[Consigna 1] Enumera todos los personajes humanos que el texto sobre los nombres de los meses relaciona con la denominación de algún mes.
[Consigna 2] En el texto sobre los nombres de los meses, ¿qué significa la palabra sánscrita «yanah»?
[Consigna 3] Indica si cada enunciado concuerda con el texto sobre los nombres de los meses: (a) Juno era esposa de Júpiter. (b) Según las crónicas, Roma tenía doce meses. (c) Los nombres de Germánico y Domiciano se conservaron para el séptimo y el octavo mes.

[Texto extraído]
"""

No recuerdo haber visto ni oído discusión alguna sobre cómo se llaman los meses del año en la mayor parte de los idiomas cercanos.
Portada, muerte de Cesar, Idus de Marzo.
Desde la escuela se nos decía que casi todos tenían un origen romano y casi siempre relacionado con divinidades y otros mecanismos urbanos; así, enero era en honor de “Ianus”, antigua divinidad itálica que guardaba las puertas de Dios, así que en las últimas décadas los sabuesos de la ortodoxia se han lanzado a buscarle explicaciones de detalle, bien en el propio Latín (“ianua”, puerta), en el Sánscrito, (“yanah”, senda), en el antiguo Eslavo, (“jado”, viajar) y en cualquier parte menos en el Euskera, pero sin saber qué tiene que ver una puerta o un camino con este mes.
Febrero, igualmente se basaba en una fiesta urbana de purificación (de qué?) que llamaban “februa-febrorum”, asignándola, bien a la etnia itálica de los Sabinos, a otra raíz compleja PIE tal que “fesro” o cremación… Marzo, parece evidente; se trataba, bien del primer mes del Imperio y por tanto se dedicaba al Dios de la guerra que mantenía tal imperio, Marte (“Martius”) o… pudiera ser de “martii”, a partir de la fórmula galo-latina “marcare” (marcha), más o menos coger un paso militar, marcial, “un, dos, un, dos…”, todo milicia y todo Latín.
El primaveral abril volvía a inspirarse en algo divino como Afrodita que nació de la espuma o como alternativa un posible proto itálico, “ap ro” basado en el inventado PIE, “apo”, queriendo decir alejado, o en el Godo “afar- after”, después, porque sería el siguiente a Marzo…ingeniería lingüística.
Mayo, “maius” en Latín, ¡no faltaba más que la esposa de Vulcano, Maja, una diosa terrenal cuyo nombre pudiera venir del feraz PIE: “mag ya”, la grande… porque otras soluciones son dudosas y poco convincentes, como “majorum”, de los mayores o ancianos.
Obviamente, junio es neto de la hermosa Juno esposa de Júpiter, en Latín Junius, aunque se desconoce porqué se lo asignarían tras desposeerle del cuarto puesto que -dicen- tenía este mes. Algo parecido, pero con un humano en lugar de una diosa se da por seguro que se hizo con Gaius Julius Caesar al morir para julio.
Con los políticos en alza, en todas partes se explica que el sexto mes se cambió de nombre como honor a Augusto Cesar y por eso tenemos agosto ahora en casi todas partes.
De los diez meses que dicen las crónicas que tenía Roma, el séptimo y octavo no cuajaron con los célebres asignados, así que Germánico y Domiciano se olvidaron enseguida por pueblo y sacerdotes y los meses siguieron como septiembre y octubre, asimilados como séptimo y octavo.

"""

[Registros de datos]

"""

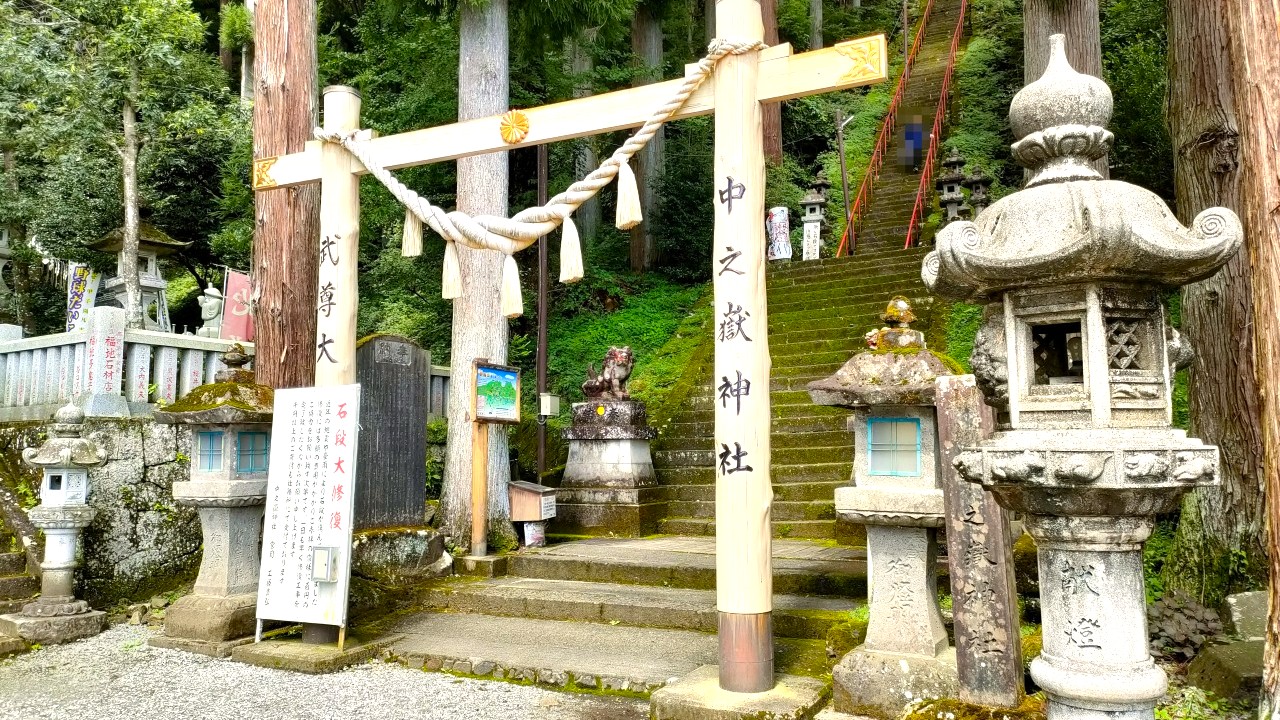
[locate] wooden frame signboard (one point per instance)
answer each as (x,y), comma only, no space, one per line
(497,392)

"""
"""

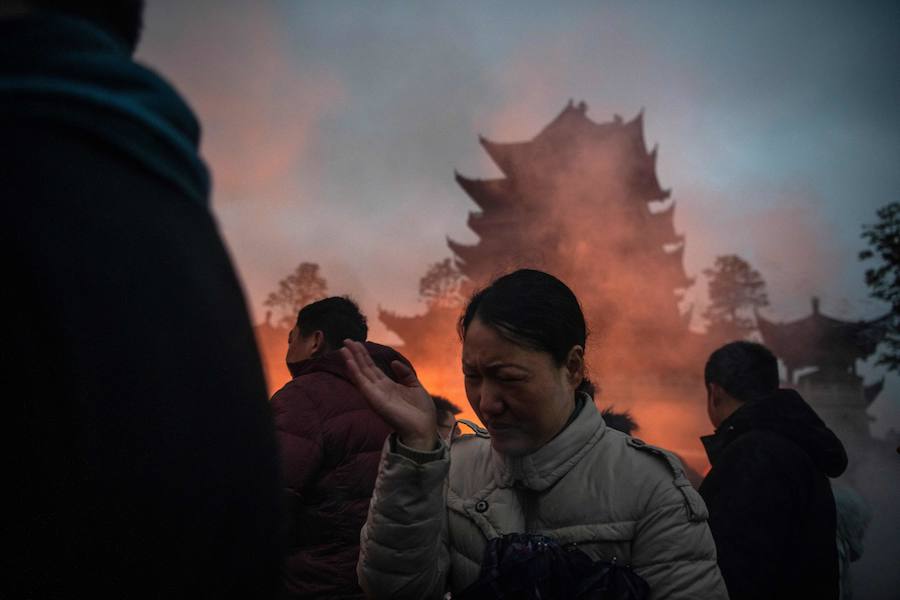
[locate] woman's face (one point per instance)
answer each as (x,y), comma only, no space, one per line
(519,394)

"""
"""

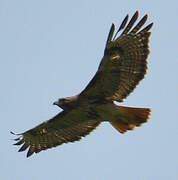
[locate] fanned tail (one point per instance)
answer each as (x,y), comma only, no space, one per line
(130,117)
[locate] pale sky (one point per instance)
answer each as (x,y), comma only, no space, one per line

"""

[Resultado 1]
- Gaius Julius Caesar
- Augusto Cesar
- Germánico
- Domiciano

[Resultado 2] Significa «senda».

[Resultado 3]
(a) Sí: «la hermosa Juno esposa de Júpiter».
(b) No: «De los diez meses que dicen las crónicas que tenía Roma».
(c) No: «Germánico y Domiciano se olvidaron enseguida por pueblo y sacerdotes».